> **Problem**
Continue the headnotes below on a bank's liability for paying forged checks, starting right after their last sentence.

> **Selected extract**
%%

1. A deposit of money in a bank on general deposit creates the relation of debtor and creditor between the bank and the depositor, and the bank can discharge its liability only by paying the money to the depositor, or as directed by him; and can not discharge its liability to the depositor by accepting and paying forged checks drawn in the name of the depositor against the bank.
(a) The allegations of the petition that while the depositor was on his death bed and not in his right mind and not physically or mentally in condition to transact business, his name was written on a check by one of the defendants by holding the depositor's hand and guiding it, and that the signature on the check was not written by the depositor, and was not his act and deed, were sufficient to charge that the check in question was a forgery.
2. The provisions of the Code, § 13-2044, being punitive in their nature, must be strictly construed, and, ordinarily, it is an issue for the jury to determine whether or not the facts pleaded are such as will absolve the *Page 79 depositor from the penalty prescribed by the act for failure to give the notice provided for therein.

%%

> **Input data**
%%

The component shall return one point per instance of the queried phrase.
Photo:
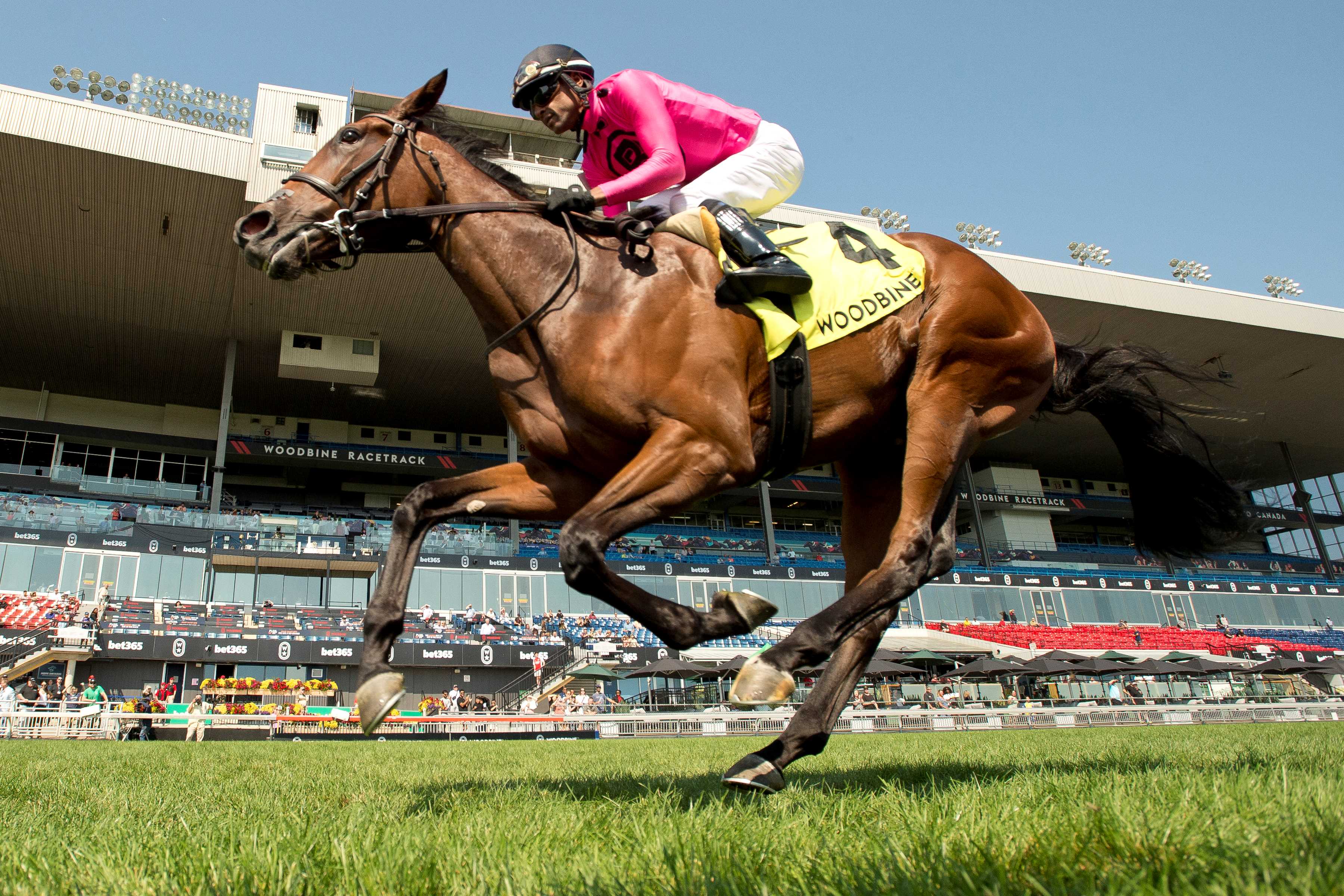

%%

> **Answer to this task**
(a) Before a bank is entitled to the notice prescribed by the Code, § 13-2044, it must appear that the bank in good faith had accepted and paid a forged or raised check and charged same to the depositor's account, and under the allegations of the petition in the present case whether or not the bank acted in good faith in accepting the forged check and charging same to the depositor's account was an issue of fact for the jury.
3. The petition set out a cause of action as against Georgia Railroad Bank Trust Company, and the court erred in sustaining the general demurrer of that defendant, and in dismissing the petition as to it.
The Georgia Railroad Bank Trust Company demurred to the petition upon the ground, "That there is no cause of action set forth, for that the petition shows on its face that the plaintiff's intestate, Ed White, signed the check in the amount of seven thousand (7000.00) dollars, to recover which the suit is brought, and that there is no allegation of knowledge of this defendant that the said Ed White did not have the capacity to sign a check on his account in this defendant's bank." The court sustained this demurrer and dismissed the petition as to the Georgia Railroad Bank Trust Company, and the exception here is to that judgment.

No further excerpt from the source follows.